> [Text excerpt]
Posted 1/22/2010 11:13 PM (GMT -7)
Yes, I heard this from my PM just about one year ago. He announced this to me after he had spent almost two year ramping up my Fentanyl from 0 mcgs to a 100 mcgs patch changed every 48 hours. For breakthrough, I was rx’ed first (1) Actiq 200 mcgs a day to at the end (5) Actiq 1000 mcgs per day. Even with all of this medication, I continued to have pain. In fact, my pain was increasing. Then out of know where, comes the opiod hyperanalgesia diagnosis. WOW – this hit me like running into a brick wall. Here is the conclusion:
1. YES, I did indeed have opiod hyperanalgesia caused by HIS incorrect prescribing of narcotics.
2. After 2 years of what I consider his mismanagement, he was now tossing around rehab.
3. I immediately changed PM’s.
4. Once my new PM stopped those horrific doses of Fentanyl, my pain decreased by at least 50%.
5. We decreased the pain medication until we were able to establish a new baseline.

Referring expression data

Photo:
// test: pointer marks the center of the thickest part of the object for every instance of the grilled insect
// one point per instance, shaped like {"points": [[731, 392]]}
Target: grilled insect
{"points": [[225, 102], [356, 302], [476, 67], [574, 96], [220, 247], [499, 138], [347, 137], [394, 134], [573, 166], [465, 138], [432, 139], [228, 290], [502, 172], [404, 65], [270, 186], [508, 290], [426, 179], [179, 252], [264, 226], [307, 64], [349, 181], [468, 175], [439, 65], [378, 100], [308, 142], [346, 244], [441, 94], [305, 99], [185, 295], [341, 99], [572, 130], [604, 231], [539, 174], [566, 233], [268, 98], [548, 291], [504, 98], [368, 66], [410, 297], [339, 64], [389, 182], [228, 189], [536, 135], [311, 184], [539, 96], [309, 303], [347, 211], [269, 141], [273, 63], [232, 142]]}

> [Problem 1] Could you restate the forum post starting with "Posted 1/22/2010 11:13" and going on through "immediately changed PM’s.", swapping "rehab" for "a rehabilitation program"?
> [Problem 2]
Do these statements agree with the forum post? Answer yes or no for each, quoting the deciding words.
(a) The writer's Fentanyl patch was changed every 48 hours.
(b) The writer stayed with the same PM after hearing the diagnosis.
(c) Once the new PM stopped the Fentanyl doses, the writer's pain fell by at least 50%.
> [Problem 3] Can you pick up the forum post after its final sentence and keep writing it?

> [Task answer 1]
Posted 1/22/2010 11:13 PM (GMT -7)
Yes, I heard this from my PM just about one year ago. He announced this to me after he had spent almost two year ramping up my Fentanyl from 0 mcgs to a 100 mcgs patch changed every 48 hours. For breakthrough, I was rx’ed first (1) Actiq 200 mcgs a day to at the end (5) Actiq 1000 mcgs per day. Even with all of this medication, I continued to have pain. In fact, my pain was increasing. Then out of know where, comes the opiod hyperanalgesia diagnosis. WOW – this hit me like running into a brick wall. Here is the conclusion:
1. YES, I did indeed have opiod hyperanalgesia caused by HIS incorrect prescribing of narcotics.
2. After 2 years of what I consider his mismanagement, he was now tossing around a rehabilitation program.
3. I immediately changed PM’s.

> [Task answer 2]
(a) Yes: "a 100 mcgs patch changed every 48 hours"
(b) No: "I immediately changed PM’s."
(c) Yes: "my pain decreased by at least 50%"

> [Task answer 3]
6. My new PM started me on low dose morphine. He explained the Fentanyl was not the drug of choice for all over neuralgia types of pain. Morphine, in combination with Cymbalta or Lryica, usually did a better job controlling this type of pain. Lyrica did nothing for me. HOWEVER, the morphine and Cymbalta did wonders. I felt like a new person.
In summary, I absolutely believe in opiod hyperanalgesia. The cause is usually having a PM that continually increases the dose of the pain med you are on, month after month, rather that reevaluate HIS medication choice. I have now been on this new regimen of morphine and Cymbalta, with (90) 4 mg Dialaudid tablets per month for breakthrough pain for about one year. This plan works for me. I really need medication increases, and when I do they are minimal bumps up. Now I am on a realistic amount of narcotics that I can maintain for a lifetime, without worrying about maxing out due to tolerance.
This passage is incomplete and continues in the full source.